▶ [Exercise task] Reproduce verbatim the lines of the records that begin with the line containing "Give the segmentation of every instance of the rear" and continue through the end of the records, including both of those ends.

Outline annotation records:
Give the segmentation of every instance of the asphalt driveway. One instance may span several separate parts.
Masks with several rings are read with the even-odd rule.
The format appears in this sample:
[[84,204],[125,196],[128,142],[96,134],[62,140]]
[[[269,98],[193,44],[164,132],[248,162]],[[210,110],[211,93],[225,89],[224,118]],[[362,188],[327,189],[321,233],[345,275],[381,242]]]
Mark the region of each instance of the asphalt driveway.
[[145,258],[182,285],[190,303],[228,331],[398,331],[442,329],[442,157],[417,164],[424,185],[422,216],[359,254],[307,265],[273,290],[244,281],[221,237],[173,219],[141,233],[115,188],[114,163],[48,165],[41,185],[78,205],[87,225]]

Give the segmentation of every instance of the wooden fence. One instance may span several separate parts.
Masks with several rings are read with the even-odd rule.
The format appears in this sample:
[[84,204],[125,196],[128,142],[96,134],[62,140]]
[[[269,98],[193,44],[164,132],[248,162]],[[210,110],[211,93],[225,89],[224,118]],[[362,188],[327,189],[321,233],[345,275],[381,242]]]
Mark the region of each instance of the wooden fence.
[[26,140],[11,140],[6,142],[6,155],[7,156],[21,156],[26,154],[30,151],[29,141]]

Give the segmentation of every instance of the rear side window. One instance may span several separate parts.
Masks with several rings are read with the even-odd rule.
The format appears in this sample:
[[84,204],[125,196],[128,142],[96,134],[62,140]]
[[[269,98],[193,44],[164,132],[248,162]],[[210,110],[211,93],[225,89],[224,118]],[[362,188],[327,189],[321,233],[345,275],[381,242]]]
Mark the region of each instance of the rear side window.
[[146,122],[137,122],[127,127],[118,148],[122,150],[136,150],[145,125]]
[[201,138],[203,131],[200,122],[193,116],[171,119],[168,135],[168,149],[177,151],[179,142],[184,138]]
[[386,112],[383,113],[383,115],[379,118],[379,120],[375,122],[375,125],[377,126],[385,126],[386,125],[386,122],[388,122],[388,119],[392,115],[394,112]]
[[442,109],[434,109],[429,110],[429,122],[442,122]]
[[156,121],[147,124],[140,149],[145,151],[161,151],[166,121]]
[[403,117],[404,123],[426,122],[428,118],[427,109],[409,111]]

▶ [Response to this exercise]
Give the segmentation of every instance of the rear side window. One instance may span several separate parts.
Masks with several rings are read with the even-odd rule.
The format appears in this sample:
[[84,204],[125,196],[128,142],[96,134],[62,140]]
[[[269,98],[193,44],[164,132],[248,162]],[[210,110],[211,93],[225,89],[224,118]],[[362,188],[327,189],[321,233],[345,275],[381,242]]]
Mark the region of each instance of the rear side window.
[[146,122],[137,122],[127,127],[118,148],[122,150],[136,150],[145,125]]
[[201,138],[203,131],[200,122],[193,116],[171,119],[168,135],[168,149],[177,151],[179,142],[184,138]]
[[386,112],[383,113],[383,115],[379,118],[379,120],[375,122],[375,125],[377,126],[385,126],[386,125],[386,122],[388,122],[388,119],[392,115],[394,112]]
[[442,109],[434,109],[429,110],[429,122],[442,122]]
[[156,121],[147,124],[140,149],[145,151],[161,151],[166,121]]
[[403,117],[404,123],[426,122],[428,118],[427,109],[409,111]]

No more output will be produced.